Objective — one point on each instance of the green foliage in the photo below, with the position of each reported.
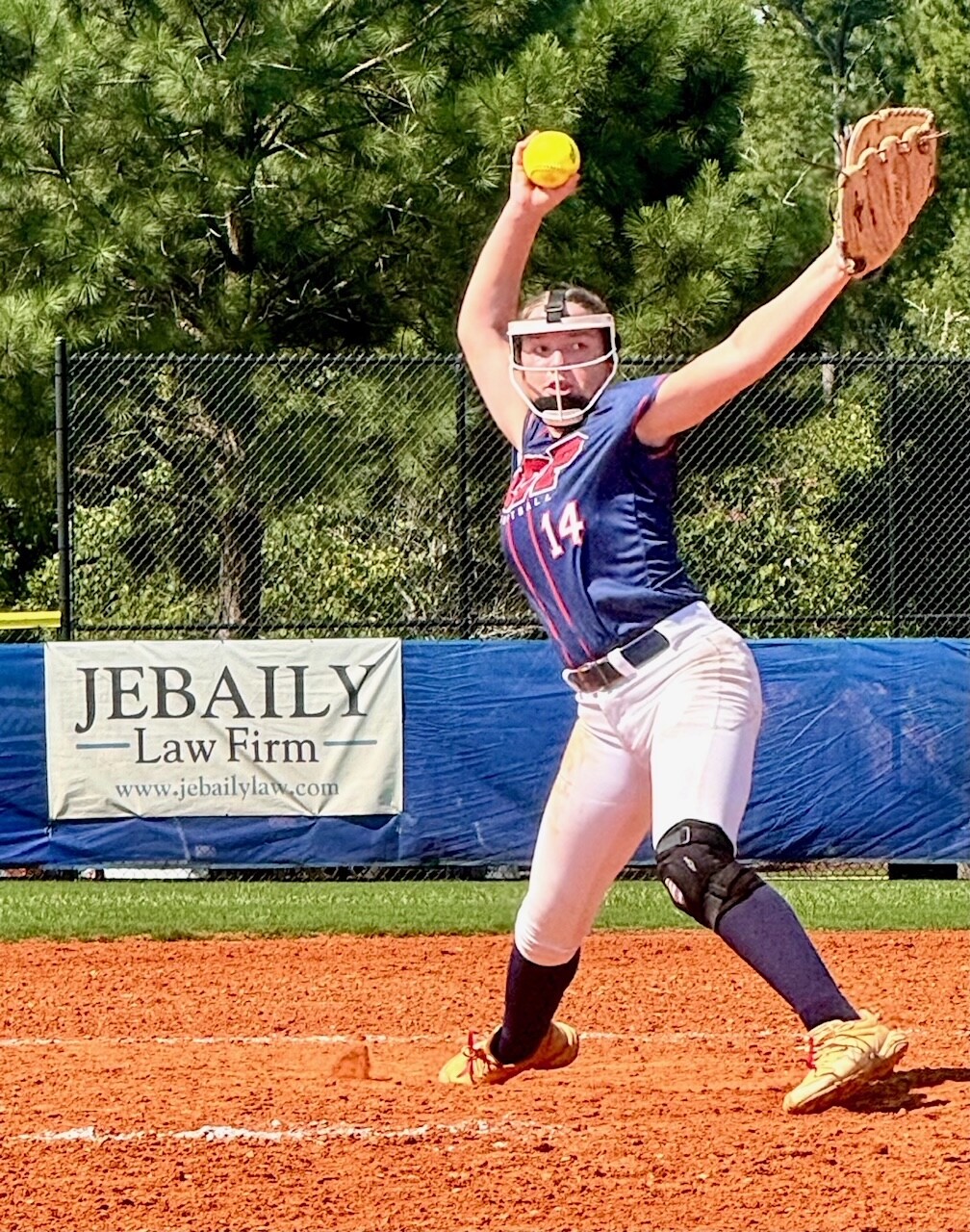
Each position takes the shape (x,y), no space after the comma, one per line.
(767,535)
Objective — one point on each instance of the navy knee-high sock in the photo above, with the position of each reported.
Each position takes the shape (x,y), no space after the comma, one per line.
(532,995)
(766,933)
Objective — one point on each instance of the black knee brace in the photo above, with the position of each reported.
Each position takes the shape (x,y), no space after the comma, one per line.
(696,862)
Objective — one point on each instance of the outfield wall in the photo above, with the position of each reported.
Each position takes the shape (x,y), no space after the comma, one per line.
(864,756)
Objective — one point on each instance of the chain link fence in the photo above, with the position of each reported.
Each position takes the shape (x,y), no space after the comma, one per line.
(358,496)
(320,496)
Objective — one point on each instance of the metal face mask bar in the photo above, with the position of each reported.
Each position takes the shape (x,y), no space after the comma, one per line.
(568,408)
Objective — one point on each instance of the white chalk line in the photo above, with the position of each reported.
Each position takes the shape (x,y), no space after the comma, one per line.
(660,1038)
(321,1131)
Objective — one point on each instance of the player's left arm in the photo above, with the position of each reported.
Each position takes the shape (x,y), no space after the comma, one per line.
(762,340)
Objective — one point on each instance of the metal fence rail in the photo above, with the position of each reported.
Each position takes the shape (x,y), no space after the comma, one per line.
(296,496)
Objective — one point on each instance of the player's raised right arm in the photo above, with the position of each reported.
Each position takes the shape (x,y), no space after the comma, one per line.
(493,294)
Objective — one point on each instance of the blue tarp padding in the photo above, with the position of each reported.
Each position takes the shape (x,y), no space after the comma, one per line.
(863,757)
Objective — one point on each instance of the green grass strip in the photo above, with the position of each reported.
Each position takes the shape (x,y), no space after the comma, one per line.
(166,910)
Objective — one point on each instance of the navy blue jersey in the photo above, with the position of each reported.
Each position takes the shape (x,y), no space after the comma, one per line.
(587,526)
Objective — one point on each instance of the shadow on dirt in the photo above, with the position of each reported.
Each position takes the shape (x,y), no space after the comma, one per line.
(904,1091)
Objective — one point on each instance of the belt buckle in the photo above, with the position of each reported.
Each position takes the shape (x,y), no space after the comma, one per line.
(599,674)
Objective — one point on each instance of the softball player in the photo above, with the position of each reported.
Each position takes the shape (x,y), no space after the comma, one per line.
(669,699)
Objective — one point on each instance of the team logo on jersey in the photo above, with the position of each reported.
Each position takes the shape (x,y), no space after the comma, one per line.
(538,474)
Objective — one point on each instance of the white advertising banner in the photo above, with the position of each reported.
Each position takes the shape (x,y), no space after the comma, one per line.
(220,729)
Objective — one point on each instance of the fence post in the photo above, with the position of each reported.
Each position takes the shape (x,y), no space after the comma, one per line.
(63,487)
(893,397)
(464,557)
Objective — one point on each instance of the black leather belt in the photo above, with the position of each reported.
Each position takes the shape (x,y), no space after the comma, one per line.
(600,673)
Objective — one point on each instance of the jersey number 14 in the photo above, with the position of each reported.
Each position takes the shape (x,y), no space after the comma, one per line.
(570,526)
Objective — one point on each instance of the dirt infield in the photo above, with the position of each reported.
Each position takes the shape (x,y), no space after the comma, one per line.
(221,1086)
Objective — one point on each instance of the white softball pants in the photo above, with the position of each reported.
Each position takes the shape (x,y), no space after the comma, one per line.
(675,739)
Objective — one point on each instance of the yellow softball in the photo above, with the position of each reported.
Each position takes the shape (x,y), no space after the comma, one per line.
(550,158)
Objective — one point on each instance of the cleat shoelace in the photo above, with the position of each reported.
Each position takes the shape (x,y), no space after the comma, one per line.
(474,1052)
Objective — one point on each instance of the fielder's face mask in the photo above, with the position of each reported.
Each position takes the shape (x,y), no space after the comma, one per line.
(536,342)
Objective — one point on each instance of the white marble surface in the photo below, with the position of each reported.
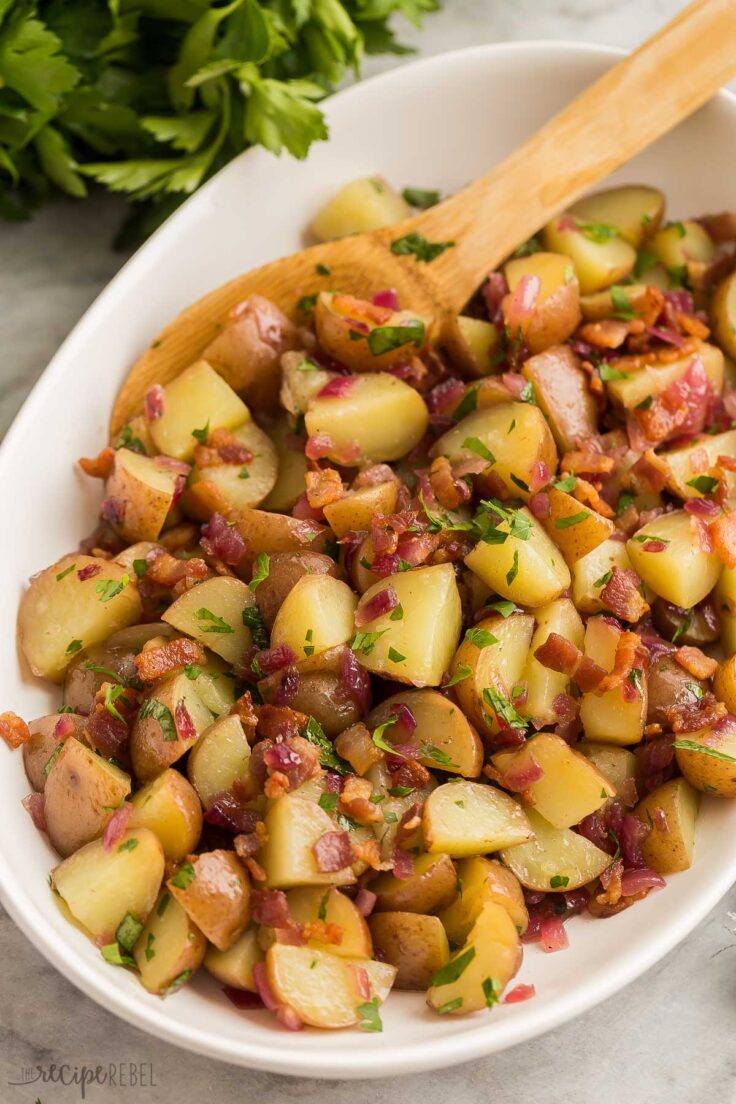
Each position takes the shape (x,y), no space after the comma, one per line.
(667,1039)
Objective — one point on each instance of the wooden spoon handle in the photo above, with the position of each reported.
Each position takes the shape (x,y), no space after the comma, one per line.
(632,105)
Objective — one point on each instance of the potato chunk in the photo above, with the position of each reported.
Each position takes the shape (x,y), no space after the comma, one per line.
(366,203)
(569,788)
(99,887)
(326,990)
(417,647)
(556,859)
(528,568)
(60,613)
(416,945)
(198,399)
(212,613)
(379,418)
(515,434)
(142,491)
(464,818)
(214,890)
(316,615)
(681,572)
(478,973)
(81,794)
(671,840)
(451,742)
(169,806)
(170,948)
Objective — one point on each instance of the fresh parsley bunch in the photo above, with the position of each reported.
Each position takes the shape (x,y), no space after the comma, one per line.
(150,97)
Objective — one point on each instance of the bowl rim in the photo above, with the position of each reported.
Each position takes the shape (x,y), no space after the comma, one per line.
(395,1058)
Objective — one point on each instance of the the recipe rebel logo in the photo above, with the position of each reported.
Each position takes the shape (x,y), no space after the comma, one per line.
(86,1078)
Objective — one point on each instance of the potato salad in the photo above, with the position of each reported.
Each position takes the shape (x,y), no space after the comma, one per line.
(377,679)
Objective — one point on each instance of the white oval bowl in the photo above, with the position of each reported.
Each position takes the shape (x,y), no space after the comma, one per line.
(436,123)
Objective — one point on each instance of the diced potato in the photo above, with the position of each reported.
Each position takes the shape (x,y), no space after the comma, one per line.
(493,666)
(416,945)
(358,509)
(543,685)
(363,204)
(99,887)
(464,818)
(81,794)
(242,486)
(309,904)
(214,890)
(556,310)
(430,887)
(555,859)
(515,434)
(571,787)
(600,256)
(491,957)
(290,470)
(323,989)
(418,647)
(212,613)
(380,418)
(170,948)
(574,528)
(60,613)
(562,392)
(169,722)
(588,574)
(482,881)
(316,615)
(635,210)
(531,570)
(617,764)
(708,762)
(681,573)
(679,243)
(471,343)
(653,379)
(169,806)
(234,966)
(43,743)
(366,338)
(671,840)
(723,315)
(198,399)
(144,490)
(452,743)
(294,825)
(219,759)
(609,717)
(682,473)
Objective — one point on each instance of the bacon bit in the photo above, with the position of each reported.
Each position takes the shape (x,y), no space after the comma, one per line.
(116,826)
(723,531)
(153,403)
(590,463)
(152,664)
(332,851)
(519,994)
(622,596)
(35,806)
(696,662)
(609,333)
(100,466)
(13,730)
(323,487)
(355,800)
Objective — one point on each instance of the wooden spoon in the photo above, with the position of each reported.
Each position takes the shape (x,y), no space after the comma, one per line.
(632,105)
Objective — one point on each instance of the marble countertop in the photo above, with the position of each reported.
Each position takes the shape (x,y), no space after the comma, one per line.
(667,1039)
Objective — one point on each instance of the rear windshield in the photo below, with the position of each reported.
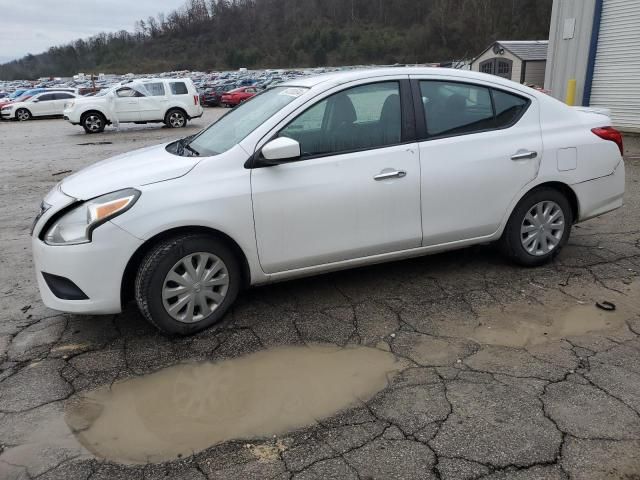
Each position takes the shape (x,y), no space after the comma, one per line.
(179,88)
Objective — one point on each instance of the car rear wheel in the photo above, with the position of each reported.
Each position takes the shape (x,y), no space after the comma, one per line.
(175,119)
(538,228)
(187,283)
(22,115)
(94,122)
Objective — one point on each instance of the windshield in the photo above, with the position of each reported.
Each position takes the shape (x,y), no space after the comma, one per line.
(244,119)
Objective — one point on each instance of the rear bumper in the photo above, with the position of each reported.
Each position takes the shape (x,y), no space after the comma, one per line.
(601,195)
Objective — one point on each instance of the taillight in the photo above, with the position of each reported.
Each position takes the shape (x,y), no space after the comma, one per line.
(611,134)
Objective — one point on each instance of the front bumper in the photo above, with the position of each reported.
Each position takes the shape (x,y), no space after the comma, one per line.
(96,268)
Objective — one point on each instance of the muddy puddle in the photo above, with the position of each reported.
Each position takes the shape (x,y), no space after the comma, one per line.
(554,316)
(187,408)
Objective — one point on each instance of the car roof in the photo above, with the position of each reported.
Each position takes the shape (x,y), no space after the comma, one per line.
(337,78)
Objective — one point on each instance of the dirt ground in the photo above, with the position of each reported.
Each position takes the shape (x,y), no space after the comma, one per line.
(455,366)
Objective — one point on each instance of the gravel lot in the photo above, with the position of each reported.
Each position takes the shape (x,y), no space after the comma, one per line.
(508,373)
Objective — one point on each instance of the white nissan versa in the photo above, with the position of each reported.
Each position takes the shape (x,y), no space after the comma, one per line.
(320,174)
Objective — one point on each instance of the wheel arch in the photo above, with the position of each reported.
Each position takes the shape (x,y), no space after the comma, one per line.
(15,114)
(129,276)
(562,187)
(176,107)
(92,110)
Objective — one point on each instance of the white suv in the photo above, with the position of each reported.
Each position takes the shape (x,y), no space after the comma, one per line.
(172,101)
(45,104)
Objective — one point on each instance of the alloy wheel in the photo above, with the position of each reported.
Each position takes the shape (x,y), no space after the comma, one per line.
(176,119)
(542,228)
(195,287)
(22,115)
(93,123)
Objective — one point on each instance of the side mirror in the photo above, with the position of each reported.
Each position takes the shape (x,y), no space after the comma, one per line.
(280,150)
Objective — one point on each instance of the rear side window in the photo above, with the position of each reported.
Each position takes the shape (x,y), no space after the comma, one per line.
(179,88)
(509,108)
(456,108)
(63,96)
(453,108)
(155,89)
(128,92)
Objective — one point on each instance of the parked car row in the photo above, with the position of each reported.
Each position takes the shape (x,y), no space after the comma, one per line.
(38,102)
(170,101)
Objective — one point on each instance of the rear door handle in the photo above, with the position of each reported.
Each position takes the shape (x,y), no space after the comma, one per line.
(391,174)
(524,155)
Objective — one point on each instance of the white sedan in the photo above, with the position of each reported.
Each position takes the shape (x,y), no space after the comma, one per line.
(45,104)
(320,174)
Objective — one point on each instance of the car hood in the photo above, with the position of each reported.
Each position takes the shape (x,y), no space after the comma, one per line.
(133,169)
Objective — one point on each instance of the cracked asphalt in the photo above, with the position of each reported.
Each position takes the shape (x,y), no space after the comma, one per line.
(513,373)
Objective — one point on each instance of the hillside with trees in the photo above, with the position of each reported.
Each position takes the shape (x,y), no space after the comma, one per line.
(224,34)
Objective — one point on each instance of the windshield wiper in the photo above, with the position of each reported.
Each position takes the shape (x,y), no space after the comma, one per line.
(191,149)
(182,144)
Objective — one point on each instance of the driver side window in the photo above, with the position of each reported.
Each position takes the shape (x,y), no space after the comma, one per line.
(359,118)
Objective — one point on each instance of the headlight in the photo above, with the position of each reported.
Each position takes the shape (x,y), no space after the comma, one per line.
(76,225)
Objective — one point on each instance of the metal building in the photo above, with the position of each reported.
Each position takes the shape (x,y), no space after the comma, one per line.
(597,44)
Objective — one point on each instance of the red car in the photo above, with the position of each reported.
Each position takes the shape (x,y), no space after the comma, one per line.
(237,96)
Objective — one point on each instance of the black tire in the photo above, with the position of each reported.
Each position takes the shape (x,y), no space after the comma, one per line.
(22,115)
(93,122)
(511,241)
(175,118)
(158,263)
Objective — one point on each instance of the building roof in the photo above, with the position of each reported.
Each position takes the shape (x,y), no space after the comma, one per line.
(527,49)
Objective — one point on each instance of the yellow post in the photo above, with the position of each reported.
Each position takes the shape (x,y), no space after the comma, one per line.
(571,92)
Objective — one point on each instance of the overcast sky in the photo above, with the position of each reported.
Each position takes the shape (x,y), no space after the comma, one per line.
(32,26)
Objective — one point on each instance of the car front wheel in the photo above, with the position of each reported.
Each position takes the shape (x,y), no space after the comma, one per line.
(22,115)
(187,283)
(175,119)
(94,122)
(538,228)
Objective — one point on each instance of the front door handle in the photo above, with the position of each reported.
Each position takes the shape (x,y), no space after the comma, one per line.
(391,174)
(524,155)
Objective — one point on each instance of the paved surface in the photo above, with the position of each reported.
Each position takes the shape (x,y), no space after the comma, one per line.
(514,373)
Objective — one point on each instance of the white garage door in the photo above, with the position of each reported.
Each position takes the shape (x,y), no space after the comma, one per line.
(616,79)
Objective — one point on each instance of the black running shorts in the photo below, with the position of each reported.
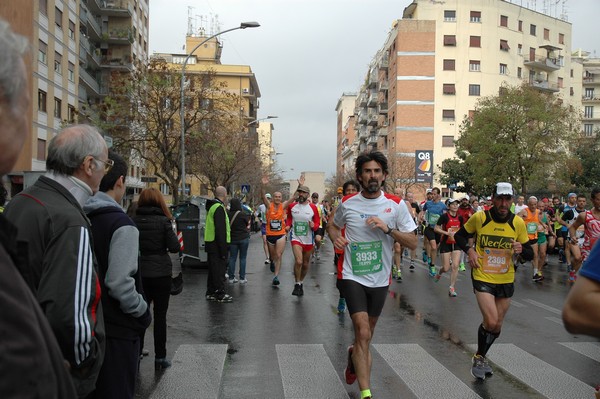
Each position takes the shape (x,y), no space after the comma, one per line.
(360,298)
(498,290)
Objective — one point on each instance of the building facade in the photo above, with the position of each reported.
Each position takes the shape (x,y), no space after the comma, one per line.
(75,47)
(440,59)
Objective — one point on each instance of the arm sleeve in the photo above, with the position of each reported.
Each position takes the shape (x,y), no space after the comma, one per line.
(122,266)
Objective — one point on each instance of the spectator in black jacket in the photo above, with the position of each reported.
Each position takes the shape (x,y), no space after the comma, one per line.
(157,238)
(31,362)
(239,221)
(126,313)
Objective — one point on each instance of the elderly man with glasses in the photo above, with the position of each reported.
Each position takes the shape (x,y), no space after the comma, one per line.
(54,233)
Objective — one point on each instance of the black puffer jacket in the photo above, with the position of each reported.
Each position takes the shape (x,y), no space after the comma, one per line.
- - - -
**What is being asked**
Using the data above, say how many lines include the word "softball". Write only that number.

**Answer box**
3